Copy out these lines with "one marker each" swapped for "a single marker apiece" wherever it occurs, changing nothing else.

▶ [Working data]
━━━━━━━━━━━━━━━━━━━━
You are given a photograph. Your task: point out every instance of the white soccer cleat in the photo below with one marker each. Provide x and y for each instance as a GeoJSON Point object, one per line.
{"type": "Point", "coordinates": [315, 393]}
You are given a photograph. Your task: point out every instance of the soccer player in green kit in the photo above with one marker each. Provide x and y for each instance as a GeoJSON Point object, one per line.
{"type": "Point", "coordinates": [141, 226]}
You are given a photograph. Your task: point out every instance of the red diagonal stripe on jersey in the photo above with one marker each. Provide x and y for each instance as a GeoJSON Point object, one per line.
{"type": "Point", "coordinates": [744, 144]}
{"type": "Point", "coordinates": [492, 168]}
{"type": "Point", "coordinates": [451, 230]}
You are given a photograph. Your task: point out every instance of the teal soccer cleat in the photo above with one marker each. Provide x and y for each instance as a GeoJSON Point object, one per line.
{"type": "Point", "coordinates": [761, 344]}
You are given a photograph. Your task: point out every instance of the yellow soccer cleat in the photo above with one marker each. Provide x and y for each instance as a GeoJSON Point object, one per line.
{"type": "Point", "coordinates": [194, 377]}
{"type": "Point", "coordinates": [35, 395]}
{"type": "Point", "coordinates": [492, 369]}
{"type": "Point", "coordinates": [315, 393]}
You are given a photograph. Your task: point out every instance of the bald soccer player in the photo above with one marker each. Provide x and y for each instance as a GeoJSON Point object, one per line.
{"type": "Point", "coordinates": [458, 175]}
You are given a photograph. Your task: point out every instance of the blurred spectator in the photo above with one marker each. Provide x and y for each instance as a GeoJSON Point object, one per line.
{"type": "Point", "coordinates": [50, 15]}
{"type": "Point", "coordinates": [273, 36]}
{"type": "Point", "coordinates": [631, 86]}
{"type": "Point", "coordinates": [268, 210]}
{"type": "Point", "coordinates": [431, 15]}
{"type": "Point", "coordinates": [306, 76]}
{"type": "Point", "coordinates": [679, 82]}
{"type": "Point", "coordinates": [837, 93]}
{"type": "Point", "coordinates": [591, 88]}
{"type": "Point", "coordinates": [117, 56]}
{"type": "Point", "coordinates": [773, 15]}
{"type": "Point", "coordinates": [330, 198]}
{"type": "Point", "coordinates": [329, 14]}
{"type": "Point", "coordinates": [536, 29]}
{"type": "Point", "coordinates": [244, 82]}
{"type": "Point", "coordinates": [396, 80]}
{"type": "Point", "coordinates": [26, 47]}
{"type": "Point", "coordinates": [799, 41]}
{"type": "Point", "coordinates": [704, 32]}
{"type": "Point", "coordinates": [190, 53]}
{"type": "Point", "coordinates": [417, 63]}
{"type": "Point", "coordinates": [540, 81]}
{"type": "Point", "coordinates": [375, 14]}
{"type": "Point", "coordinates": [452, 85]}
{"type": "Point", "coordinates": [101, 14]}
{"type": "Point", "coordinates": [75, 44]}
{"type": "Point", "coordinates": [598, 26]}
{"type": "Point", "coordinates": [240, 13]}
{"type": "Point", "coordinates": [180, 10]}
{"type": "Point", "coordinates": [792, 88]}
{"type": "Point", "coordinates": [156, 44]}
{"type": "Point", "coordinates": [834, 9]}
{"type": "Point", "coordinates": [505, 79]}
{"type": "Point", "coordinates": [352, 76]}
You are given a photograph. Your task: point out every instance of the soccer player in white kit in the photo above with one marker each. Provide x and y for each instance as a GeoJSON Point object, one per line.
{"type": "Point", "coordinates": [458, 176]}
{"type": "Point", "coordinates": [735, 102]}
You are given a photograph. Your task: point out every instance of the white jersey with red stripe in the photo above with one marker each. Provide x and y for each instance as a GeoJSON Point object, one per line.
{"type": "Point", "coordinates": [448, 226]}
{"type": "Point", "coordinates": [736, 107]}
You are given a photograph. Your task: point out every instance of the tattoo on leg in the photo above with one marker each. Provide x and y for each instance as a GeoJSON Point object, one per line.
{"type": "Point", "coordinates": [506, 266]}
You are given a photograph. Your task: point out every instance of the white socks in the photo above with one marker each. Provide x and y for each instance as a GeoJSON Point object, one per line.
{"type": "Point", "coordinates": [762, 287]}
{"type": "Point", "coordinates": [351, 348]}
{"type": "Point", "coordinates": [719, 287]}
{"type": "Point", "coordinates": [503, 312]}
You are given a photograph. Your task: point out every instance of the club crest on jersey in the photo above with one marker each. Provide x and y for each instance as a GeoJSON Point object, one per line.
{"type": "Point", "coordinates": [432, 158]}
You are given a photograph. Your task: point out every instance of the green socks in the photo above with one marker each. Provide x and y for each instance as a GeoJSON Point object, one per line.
━━━━━━━━━━━━━━━━━━━━
▶ [Answer to the task]
You are given a photograph. Your task: point out every instance of the white soccer cleat in the photo below with a single marker apiece. Provide x and y for each instance as a GeoJSON Point object, one per line.
{"type": "Point", "coordinates": [315, 393]}
You are given a photograph. Your task: point out every instance of the soccer player in green kit in the photo above with a single marker apiece. Provide x and y for each instance as a GeoJSON Point object, one per line.
{"type": "Point", "coordinates": [141, 226]}
You are given a photograph. Your task: point out every instance of the red diagonal stripe on jersey in the photo above with a single marker apiece. Provide x and y for each instance as a GeoJSON Point object, one per line.
{"type": "Point", "coordinates": [744, 144]}
{"type": "Point", "coordinates": [492, 168]}
{"type": "Point", "coordinates": [451, 230]}
You are given a photograph. Your task: point out every instance of the teal soccer cleat in the photo above with a single marker apiece. Provide x and y for each instance as a GeoJSON Point object, one per line.
{"type": "Point", "coordinates": [761, 344]}
You are given a photograph. Your task: point out every instance of the yellow soccer cleat in the photo above with a single marker apiece. Provide x and y for each instance as a GeoJSON Point object, one per line.
{"type": "Point", "coordinates": [194, 377]}
{"type": "Point", "coordinates": [35, 395]}
{"type": "Point", "coordinates": [492, 369]}
{"type": "Point", "coordinates": [315, 393]}
You are given a photograph. Your task: point out every instance of the bald soccer player in the photo above with a single marker apiece. Provide x and y for each instance as a GeoJSON Point object, one per line.
{"type": "Point", "coordinates": [458, 175]}
You are given a photograph. Your task: point out every instance of the blurred spectator in the photo above with a single marker apiece. Provide x and y for each instance as a GeoJSON Point object, one per line.
{"type": "Point", "coordinates": [50, 15]}
{"type": "Point", "coordinates": [273, 36]}
{"type": "Point", "coordinates": [631, 86]}
{"type": "Point", "coordinates": [268, 210]}
{"type": "Point", "coordinates": [431, 15]}
{"type": "Point", "coordinates": [306, 76]}
{"type": "Point", "coordinates": [679, 82]}
{"type": "Point", "coordinates": [837, 93]}
{"type": "Point", "coordinates": [591, 88]}
{"type": "Point", "coordinates": [117, 56]}
{"type": "Point", "coordinates": [773, 15]}
{"type": "Point", "coordinates": [330, 198]}
{"type": "Point", "coordinates": [329, 14]}
{"type": "Point", "coordinates": [536, 29]}
{"type": "Point", "coordinates": [244, 82]}
{"type": "Point", "coordinates": [396, 80]}
{"type": "Point", "coordinates": [26, 47]}
{"type": "Point", "coordinates": [799, 41]}
{"type": "Point", "coordinates": [704, 32]}
{"type": "Point", "coordinates": [190, 53]}
{"type": "Point", "coordinates": [417, 63]}
{"type": "Point", "coordinates": [540, 81]}
{"type": "Point", "coordinates": [375, 14]}
{"type": "Point", "coordinates": [452, 85]}
{"type": "Point", "coordinates": [101, 14]}
{"type": "Point", "coordinates": [75, 44]}
{"type": "Point", "coordinates": [598, 26]}
{"type": "Point", "coordinates": [240, 13]}
{"type": "Point", "coordinates": [180, 10]}
{"type": "Point", "coordinates": [792, 88]}
{"type": "Point", "coordinates": [156, 44]}
{"type": "Point", "coordinates": [834, 9]}
{"type": "Point", "coordinates": [505, 79]}
{"type": "Point", "coordinates": [352, 76]}
You are given a photograph. Your task: point out every instance of the soccer player in white kit in the photo above with a single marker apiece. Provide x and y for each instance as a GeoJSON Point object, one per line.
{"type": "Point", "coordinates": [458, 176]}
{"type": "Point", "coordinates": [735, 102]}
You are given a photograph. Your task: point out every instance of the white jersey with red stripe in the photo above with a single marker apiece. Provide x and y for each instance as a GeoJSON Point object, one per line.
{"type": "Point", "coordinates": [448, 226]}
{"type": "Point", "coordinates": [736, 107]}
You are given a photograph. Your task: point out every instance of the tattoo on leg in the photo above with a single marker apiece. Provide x and y for each instance as a GeoJSON Point object, one per line.
{"type": "Point", "coordinates": [506, 266]}
You are given a photograph. Your task: point out every instance of the white socks in the photo above with a single marker apiece. Provide x and y for each instance as a GeoJSON Point object, one per line.
{"type": "Point", "coordinates": [762, 287]}
{"type": "Point", "coordinates": [351, 348]}
{"type": "Point", "coordinates": [719, 287]}
{"type": "Point", "coordinates": [503, 312]}
You are given a photograph. Your task: point out every instance of the club crest on jersey in the photo above with a single marker apiece. Provide x and y for each instance as a GeoJSON Point object, one per line.
{"type": "Point", "coordinates": [432, 158]}
You are given a photograph. Your task: point out every instance of the green socks in the photo above with a single marker apiece. Provide x and y for each instance as a GeoJSON Point object, one per line.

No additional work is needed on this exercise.